* _Requirement A_
List every organization named in the passage on drowning and epidemic obesity.
* _Requirement B_
Write the next part of the passage on drowning and epidemic obesity, starting after its last sentence.

That's dam"m"ed, not dam"n"ed.
A CDC report issued today from the Division of Unintentional Injury Prevention reveals that drowning causes more deaths among children age 1 to 4 in the U.S. than any other cause except congenital anomalies.
This is a terrible, tragic, and obviously extremely important subject in its own right -- just not one in which I have any particular expertise.
Since my work doesn't relate directly to drowning -- other than having been a lifeguard and swim instructor earlier in life, and having taught all my kids, and many others, to swim -- I want to talk about my usual topic -- epidemic obesity -- because I think the two are more related than most people realize.
The Institute of Medicine recently released its report on what it will take to fix the problem of epidemic obesity. Timed to coincide with the Weight of the Nation scientific conference and mini-series on HBO, the intent -- well served, I think -- was to draw the nation's attention to the urgency of this issue more forcefully than ever.

* _Data provided_
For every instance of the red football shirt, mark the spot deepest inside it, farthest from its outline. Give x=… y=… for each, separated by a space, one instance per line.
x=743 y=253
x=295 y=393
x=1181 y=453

* _Answer section A_
CDC; Division of Unintentional Injury Prevention; Institute of Medicine; HBO

* _Answer section B_
The urgency relates to the dire human toll of rampant obesity and its consequences among children and adults alike. I have addressed this topic on any number of prior occasions, and I trust you don't want to hear about it again. There is a point at which doom and gloom simply cause us all to tune out.
The novel elements that figured in the programming this time around included, for one, a new perspective on the price tag -- the opportunity to save, or spend, over a half-trillion dollars on obesity between now and 2030. And, for another, a dedicated focus on the solution.